When you run MPI Link-Checker, you can gather data in real time and either display it on your monitor, save it in a data file, or both. Or you can display the results from a previously saved run.

You choose the desired mode by specifying appropriate command line options:

  1. Run tests and display results in real time: no options needed.
  2. Run tests, display results in real time, and also save results to a file: use --output-file option.
  3. Run tests and save results to a file: use --output file and --graphics-off options.
  4. Display results from a previously saved run: use --data-file option.

Choosing the number of processes

MPI Link-Checker uses an MPI program to gather data. The MPI program can run with any number of processes, subject to the limits imposed by your license; you tell it how many to use with with --np option. To find out as much as possible about your interconnect as quickly as possible, you should specify the process count to be the same as the number of nodes in your cluster. (Of course, you should also make sure that the MPI startup program assigns one process to each node.)

It is possible to run with one process per processor, as you would typically do with a real MPI application. If you do so, you will get data for each process communicating with each other process. Thus you will get lots of duplicate data. For example, if you run one process per node, then MPI Link-Checker will collect data for one connection in each direction for each pair of nodes, but if you run two processes per node, then MPI Link-Checker will collect data for four connections in each direction for each pair of nodes. Even with full parallelism it will take at least twice as long to gather the same effective amount of data, and in fact it may take even longer, perhaps much longer, because of contention on the hosts and on the network.

Occasionally the two processes on a node may have different performance, for example if there are contention and cache issues. It might be worthwhile to check whether this is the case by running one process per processor, but probably not on a regular basis.

Your MPI Link-Checker license is valid for a specific maximum number of processes. In fact, we add 8 to that number, giving you eight bonus processes. This will enable you to look at a few intranode connections without modifying your MPI hosts file.

For best results

The measurements made by MPI Link-Checker will be the most accurate if you are not running any other processes on any of the nodes in the cluster. Otherwise you may get CPU, memory, and cache contention. This holds especially for processes that use the interconnection network that the mpilc MPI program is using, which may contend for use of the interconnect. Note that the graphical part of MPI Link-Checker itself uses some resources, so measurements on the node that the program is being run on may be somewhat inaccurate.

• RECORDS SUPPLIED:
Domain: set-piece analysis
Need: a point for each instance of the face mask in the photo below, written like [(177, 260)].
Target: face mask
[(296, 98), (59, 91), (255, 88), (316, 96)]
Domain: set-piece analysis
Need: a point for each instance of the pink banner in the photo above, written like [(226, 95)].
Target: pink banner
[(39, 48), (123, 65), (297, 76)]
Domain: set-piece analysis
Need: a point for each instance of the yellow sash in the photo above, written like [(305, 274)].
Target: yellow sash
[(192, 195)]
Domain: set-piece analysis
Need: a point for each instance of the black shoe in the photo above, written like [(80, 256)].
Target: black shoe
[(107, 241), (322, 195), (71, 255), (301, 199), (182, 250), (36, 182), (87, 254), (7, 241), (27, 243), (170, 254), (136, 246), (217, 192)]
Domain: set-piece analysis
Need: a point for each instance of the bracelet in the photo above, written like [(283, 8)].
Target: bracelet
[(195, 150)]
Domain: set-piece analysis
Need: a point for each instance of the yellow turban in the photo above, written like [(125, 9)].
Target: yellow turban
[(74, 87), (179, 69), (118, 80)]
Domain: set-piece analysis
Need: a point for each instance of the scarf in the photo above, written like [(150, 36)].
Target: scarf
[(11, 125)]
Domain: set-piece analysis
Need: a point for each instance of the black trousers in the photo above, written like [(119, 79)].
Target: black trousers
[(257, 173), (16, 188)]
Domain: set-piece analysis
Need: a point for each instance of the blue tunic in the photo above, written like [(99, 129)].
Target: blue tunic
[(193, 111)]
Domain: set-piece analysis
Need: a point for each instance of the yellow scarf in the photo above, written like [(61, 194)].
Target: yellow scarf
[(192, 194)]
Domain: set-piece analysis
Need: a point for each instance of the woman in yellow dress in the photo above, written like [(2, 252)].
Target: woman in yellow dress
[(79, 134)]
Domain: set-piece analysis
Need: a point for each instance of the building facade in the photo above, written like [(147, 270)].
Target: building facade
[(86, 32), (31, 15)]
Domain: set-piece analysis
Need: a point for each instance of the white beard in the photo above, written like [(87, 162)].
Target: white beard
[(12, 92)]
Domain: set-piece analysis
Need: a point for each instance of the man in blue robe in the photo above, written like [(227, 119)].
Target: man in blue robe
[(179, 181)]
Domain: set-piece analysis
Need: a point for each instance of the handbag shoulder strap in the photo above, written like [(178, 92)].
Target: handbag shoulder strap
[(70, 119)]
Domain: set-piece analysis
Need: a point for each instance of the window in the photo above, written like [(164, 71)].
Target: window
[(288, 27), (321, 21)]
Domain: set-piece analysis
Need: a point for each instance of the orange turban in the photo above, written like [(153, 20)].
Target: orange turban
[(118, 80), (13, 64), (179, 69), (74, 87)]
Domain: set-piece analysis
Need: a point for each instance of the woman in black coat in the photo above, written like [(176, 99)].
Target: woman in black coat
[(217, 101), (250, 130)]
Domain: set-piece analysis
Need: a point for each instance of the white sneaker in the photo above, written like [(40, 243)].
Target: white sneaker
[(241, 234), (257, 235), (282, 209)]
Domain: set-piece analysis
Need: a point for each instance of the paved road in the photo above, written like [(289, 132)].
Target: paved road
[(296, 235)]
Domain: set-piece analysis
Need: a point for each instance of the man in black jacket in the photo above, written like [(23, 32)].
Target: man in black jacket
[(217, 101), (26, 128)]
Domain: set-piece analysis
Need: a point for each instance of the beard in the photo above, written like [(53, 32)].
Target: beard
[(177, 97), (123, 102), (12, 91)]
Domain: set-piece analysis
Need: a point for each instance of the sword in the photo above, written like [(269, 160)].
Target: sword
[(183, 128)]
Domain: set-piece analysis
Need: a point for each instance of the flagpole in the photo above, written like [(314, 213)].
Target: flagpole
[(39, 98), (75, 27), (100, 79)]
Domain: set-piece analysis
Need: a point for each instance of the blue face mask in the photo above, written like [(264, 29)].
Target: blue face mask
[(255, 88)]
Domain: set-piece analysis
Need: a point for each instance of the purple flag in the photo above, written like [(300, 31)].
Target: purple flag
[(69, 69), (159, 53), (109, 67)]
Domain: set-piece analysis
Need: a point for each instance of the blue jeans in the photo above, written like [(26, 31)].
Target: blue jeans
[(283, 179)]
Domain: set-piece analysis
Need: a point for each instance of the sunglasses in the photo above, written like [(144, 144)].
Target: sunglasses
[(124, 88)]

• LIST OF TASKS:
[1] Using the MPI Link-Checker text, explain in one to three sentences why running two processes per node takes longer than running one to gather the same effective amount of data.
[2] Continue the MPI Link-Checker text from the point where it stops.

• SOLVED TASKS:
[1] With two processes per node, MPI Link-Checker collects data for four connections in each direction for each pair of nodes instead of one, which produces lots of duplicate data. Even with full parallelism, this takes at least twice as long. Contention on the hosts and on the network can make it take much longer still.

[2]
The bottom line is: don't run another MPI job at the same time as MPI Link-Checker. MPI Link-Checker will not allow you to run two instances of the mpilc program itself, with the same name, at the same time.

Stopping the program

To stop MPI Link-Checker, close its window. The mpilc MPI data collection program will complete one or two connection measurements, which should take only a short time even for large messages on a large cluster.

In rare cases, you may have to kill the mpilc program manually. If you get unexpectedly poor performance on some nodes, check the status with a 'ps ax' command from the shell, and if necessary issue a 'killall mpilc' on each node.

Help

If you run the 'lc' program with the --help option, a usage message will be displayed.

If you have started the program and are showing the graphical interface, clicking on the large magenta rectangular panel (the “quick help” panel) in the bottom middle of the display will bring up the online help screen (equivalent to this manual). Pressing the F1 function key will also bring up the help screen. In addition, you can view the help screen with any web browser: it is /usr/local/microway/link-checker.html.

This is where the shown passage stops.